PASSAGE PROVIDED:

★ ★ ★ ★ ★

After Greece fences off eastern land border, Turkish coast guard see sharp rise in attempted migrant crossings
As 'boat season' comes to an end, Turkish coastguard see huge spike in attempted migrant crossings (AA)

Hundreds of migrants have been picked up in the seas off Turkey in the past week.

During the past three days alone, 424 people attempting to make the dangerous crossing to European territory were found during search and rescue operations off the Turkish coast.

On Friday the coast guard picked up 82 migrants who had been stranded for at least 48 hours, after traffickers abandoned ship less than 40 kilometres from the coast of Istanbul during technical difficulties.

Turkey’s Dogan news agency reported that 15 children were among the group, who included Syrian, Afghan and Iranian nationals.

The migrants reported that traffickers had promised to ferry them north to Romania across the Black Sea.

Migrants setting off from Turkey also commonly travel by sea to the Greek Aegean Islands, a route much shorter than the treacherous route from Libya to Italy but still fraught with dangers.

In August shops in Izmir, a coastal town in western Turkey, began selling life-jackets to those planning to make the crossing.

The sea route from Turkey has seen an upsurge in migrant crossings in recent years, particularly after Greek authorities completed a 12 kilometre-long wall along their land border with Turkey in 2012.

The route from Istanbul to Romania is also a focus for traffickers because of Greece’s policy of “push-backs”, whereby the coastguard tows boats full of migrants back into Turkish territorial waters.

12 people were killed in January when a boat being towed back into Turkish waters capsized.

Global Detention Project, a Swiss programme researching immigration detention, said in April that Turkey is in a “challenging position”, keen to improve its human rights record and win EU membership but also tasked with trying to block the passage of migrants into Europe.

With an increase in EU funding, Turkey is building new detention centres and refurbishing old ones to hold would-be migrants.

The UN Refugee Agency, UNHCR, estimates that by the end of 2014 Turkey will be playing host to over 1.3m refugees fleeing conflicts in the Middle East and further afield.

★ ★ ★ ★ ★

MATERIAL SHOWN:
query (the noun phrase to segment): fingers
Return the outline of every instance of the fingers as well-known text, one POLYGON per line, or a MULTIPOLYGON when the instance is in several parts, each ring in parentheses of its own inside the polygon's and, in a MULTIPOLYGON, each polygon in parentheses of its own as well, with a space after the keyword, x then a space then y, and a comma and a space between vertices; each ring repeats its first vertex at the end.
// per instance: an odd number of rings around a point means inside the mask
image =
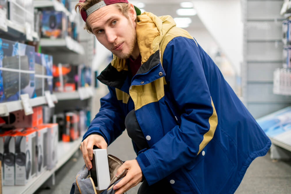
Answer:
POLYGON ((90 170, 92 168, 92 163, 89 159, 87 151, 87 140, 85 140, 81 143, 82 148, 82 152, 83 155, 83 158, 85 162, 85 165, 88 169, 90 170))

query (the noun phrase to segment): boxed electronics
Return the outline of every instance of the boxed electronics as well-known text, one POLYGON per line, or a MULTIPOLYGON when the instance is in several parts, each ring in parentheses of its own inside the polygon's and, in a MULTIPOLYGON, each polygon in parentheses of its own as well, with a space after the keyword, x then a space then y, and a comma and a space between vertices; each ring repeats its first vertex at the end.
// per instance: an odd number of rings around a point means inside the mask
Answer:
POLYGON ((24 185, 36 175, 36 132, 23 130, 15 135, 15 185, 24 185))
POLYGON ((26 115, 23 110, 10 113, 8 117, 3 118, 7 126, 16 128, 33 127, 42 123, 42 108, 41 106, 32 108, 33 113, 26 115))
POLYGON ((14 162, 15 160, 15 138, 10 135, 12 130, 1 131, 0 134, 1 141, 0 147, 3 154, 3 162, 2 172, 3 184, 4 185, 14 185, 15 175, 14 162))
POLYGON ((43 124, 39 126, 47 127, 47 169, 54 167, 58 162, 57 147, 58 127, 57 123, 43 124))
POLYGON ((54 65, 53 67, 54 90, 57 92, 73 92, 78 90, 78 66, 70 64, 54 65))
POLYGON ((67 35, 68 17, 64 12, 44 11, 42 12, 41 37, 64 38, 67 35))
POLYGON ((34 47, 0 38, 0 103, 35 97, 34 47))
POLYGON ((36 132, 36 175, 38 175, 47 169, 47 127, 39 125, 26 130, 35 130, 36 132))
POLYGON ((45 91, 47 90, 52 93, 52 56, 36 53, 35 59, 36 96, 44 95, 45 91))
POLYGON ((68 112, 65 113, 65 127, 62 139, 63 141, 73 141, 79 137, 78 129, 79 116, 74 113, 68 112))
POLYGON ((92 168, 90 173, 97 190, 106 189, 110 184, 110 175, 106 149, 93 150, 92 168))

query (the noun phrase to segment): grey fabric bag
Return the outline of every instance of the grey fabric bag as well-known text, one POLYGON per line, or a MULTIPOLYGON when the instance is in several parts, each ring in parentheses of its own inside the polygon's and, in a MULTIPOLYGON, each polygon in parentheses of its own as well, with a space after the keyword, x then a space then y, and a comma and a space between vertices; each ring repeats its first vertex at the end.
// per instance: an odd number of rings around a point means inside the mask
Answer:
POLYGON ((117 169, 123 163, 117 157, 110 154, 107 156, 110 174, 110 184, 107 189, 98 191, 95 189, 95 185, 92 178, 90 177, 89 171, 84 165, 76 176, 75 182, 71 189, 70 194, 113 194, 115 191, 113 186, 121 180, 127 172, 125 170, 117 177, 115 176, 117 169))

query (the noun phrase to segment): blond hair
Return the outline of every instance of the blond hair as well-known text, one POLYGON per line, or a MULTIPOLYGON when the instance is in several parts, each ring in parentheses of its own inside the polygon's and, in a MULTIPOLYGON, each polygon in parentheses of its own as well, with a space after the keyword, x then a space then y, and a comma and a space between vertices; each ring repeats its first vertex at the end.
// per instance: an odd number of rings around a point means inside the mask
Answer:
MULTIPOLYGON (((75 10, 77 11, 77 8, 79 6, 80 7, 79 8, 79 12, 81 12, 82 9, 84 9, 85 10, 89 9, 89 8, 94 5, 95 4, 103 0, 87 0, 84 3, 79 2, 77 3, 76 6, 75 6, 75 10)), ((121 13, 126 18, 128 18, 128 10, 130 7, 129 3, 114 3, 116 7, 120 11, 121 13)), ((84 29, 86 30, 87 31, 90 33, 93 34, 93 32, 92 31, 92 29, 89 25, 87 21, 86 21, 86 24, 85 26, 84 27, 84 29)))

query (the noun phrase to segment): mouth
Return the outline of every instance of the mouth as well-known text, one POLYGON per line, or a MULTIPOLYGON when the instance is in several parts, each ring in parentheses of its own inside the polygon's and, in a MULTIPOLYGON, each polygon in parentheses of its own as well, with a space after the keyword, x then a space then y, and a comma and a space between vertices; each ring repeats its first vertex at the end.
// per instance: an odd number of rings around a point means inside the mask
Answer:
POLYGON ((113 47, 112 49, 112 50, 120 50, 121 48, 121 46, 123 45, 123 43, 121 43, 120 44, 116 45, 116 46, 113 47))

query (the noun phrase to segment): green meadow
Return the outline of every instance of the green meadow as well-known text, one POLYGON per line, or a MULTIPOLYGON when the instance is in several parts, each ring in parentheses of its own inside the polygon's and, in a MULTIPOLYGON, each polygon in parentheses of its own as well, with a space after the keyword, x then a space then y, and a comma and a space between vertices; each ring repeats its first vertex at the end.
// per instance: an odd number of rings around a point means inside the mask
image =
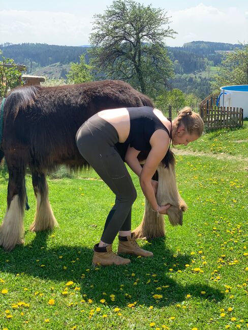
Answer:
MULTIPOLYGON (((189 206, 183 225, 171 226, 166 216, 165 237, 139 241, 154 257, 131 256, 126 266, 91 266, 114 201, 94 171, 48 179, 59 227, 37 234, 28 230, 36 201, 27 176, 25 244, 0 249, 0 328, 247 328, 247 147, 246 121, 177 148, 178 186, 189 206)), ((135 228, 144 197, 132 176, 135 228)), ((1 176, 2 219, 7 185, 1 176)))

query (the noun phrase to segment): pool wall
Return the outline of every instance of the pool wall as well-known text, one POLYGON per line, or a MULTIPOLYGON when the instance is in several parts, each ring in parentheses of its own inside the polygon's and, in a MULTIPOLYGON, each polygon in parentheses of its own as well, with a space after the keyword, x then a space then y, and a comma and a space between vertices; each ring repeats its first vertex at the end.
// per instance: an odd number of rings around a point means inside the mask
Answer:
POLYGON ((243 117, 248 117, 248 85, 221 87, 219 107, 242 108, 243 117))

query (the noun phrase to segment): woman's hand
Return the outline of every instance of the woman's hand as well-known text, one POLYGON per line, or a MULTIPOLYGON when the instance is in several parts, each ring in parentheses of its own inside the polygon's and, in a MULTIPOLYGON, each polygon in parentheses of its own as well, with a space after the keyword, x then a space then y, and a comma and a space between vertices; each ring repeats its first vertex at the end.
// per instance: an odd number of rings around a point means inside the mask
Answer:
POLYGON ((155 180, 151 180, 151 185, 154 190, 154 193, 155 196, 157 195, 157 192, 158 191, 158 186, 159 185, 159 182, 156 181, 155 180))
POLYGON ((170 207, 170 204, 166 204, 166 205, 161 205, 159 207, 159 213, 161 214, 167 214, 167 210, 170 207))

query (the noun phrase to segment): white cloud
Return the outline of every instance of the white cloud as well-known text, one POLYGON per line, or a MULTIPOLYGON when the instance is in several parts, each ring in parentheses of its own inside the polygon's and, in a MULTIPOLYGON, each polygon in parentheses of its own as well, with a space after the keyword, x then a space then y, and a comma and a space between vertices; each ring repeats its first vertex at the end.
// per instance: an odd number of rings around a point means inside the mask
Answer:
POLYGON ((236 7, 219 9, 203 4, 168 12, 170 27, 178 35, 167 39, 169 46, 181 46, 193 40, 237 43, 248 41, 248 13, 236 7))
POLYGON ((46 43, 79 45, 88 43, 90 17, 47 11, 0 11, 0 42, 46 43))
MULTIPOLYGON (((217 8, 200 4, 169 11, 170 27, 178 32, 169 46, 193 40, 248 42, 248 12, 237 7, 217 8)), ((77 14, 49 11, 0 11, 0 43, 46 43, 76 46, 89 43, 94 20, 86 11, 77 14)))

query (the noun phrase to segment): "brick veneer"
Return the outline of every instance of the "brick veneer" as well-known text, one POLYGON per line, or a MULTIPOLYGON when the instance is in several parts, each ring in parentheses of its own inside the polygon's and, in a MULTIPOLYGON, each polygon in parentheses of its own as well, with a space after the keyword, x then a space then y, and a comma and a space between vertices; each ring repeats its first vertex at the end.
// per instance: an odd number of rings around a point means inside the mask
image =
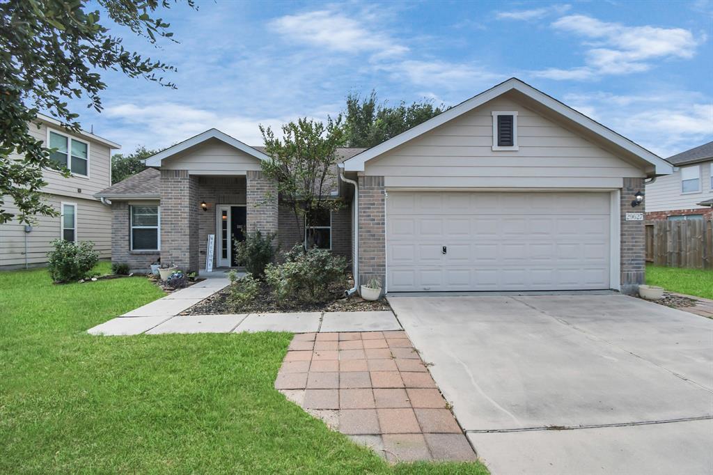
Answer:
POLYGON ((359 177, 359 283, 381 280, 386 287, 385 198, 383 176, 359 177))
POLYGON ((627 213, 642 213, 645 203, 631 205, 637 191, 643 191, 643 178, 624 178, 621 192, 621 291, 634 294, 644 283, 646 240, 643 221, 627 221, 627 213))
MULTIPOLYGON (((158 204, 156 201, 153 204, 158 204)), ((151 264, 156 262, 160 253, 155 251, 132 251, 129 204, 125 201, 111 203, 111 262, 128 264, 131 272, 148 272, 151 264)))

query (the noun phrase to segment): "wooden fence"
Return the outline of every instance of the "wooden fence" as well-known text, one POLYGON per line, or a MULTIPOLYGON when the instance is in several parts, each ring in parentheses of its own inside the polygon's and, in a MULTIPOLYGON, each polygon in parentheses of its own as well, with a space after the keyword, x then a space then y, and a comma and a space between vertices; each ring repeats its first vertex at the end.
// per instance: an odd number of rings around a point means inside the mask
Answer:
POLYGON ((713 220, 650 221, 645 228, 647 262, 713 269, 713 220))

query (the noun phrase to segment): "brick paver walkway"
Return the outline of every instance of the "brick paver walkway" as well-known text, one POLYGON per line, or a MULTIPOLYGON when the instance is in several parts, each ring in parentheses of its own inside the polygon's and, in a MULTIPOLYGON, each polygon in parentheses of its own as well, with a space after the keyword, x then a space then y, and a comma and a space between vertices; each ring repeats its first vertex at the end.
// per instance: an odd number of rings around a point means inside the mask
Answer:
POLYGON ((391 461, 476 459, 404 332, 295 335, 275 387, 391 461))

★ ★ ★ ★ ★

WHAT IS REQUIRED:
Copy everything in the article about migrant sea crossings off Turkey from "With an increase" down to "and further afield.", word for word. Rely only on the article about migrant sea crossings off Turkey.

TASK RESULT:
With an increase in EU funding, Turkey is building new detention centres and refurbishing old ones to hold would-be migrants.

The UN Refugee Agency, UNHCR, estimates that by the end of 2014 Turkey will be playing host to over 1.3m refugees fleeing conflicts in the Middle East and further afield.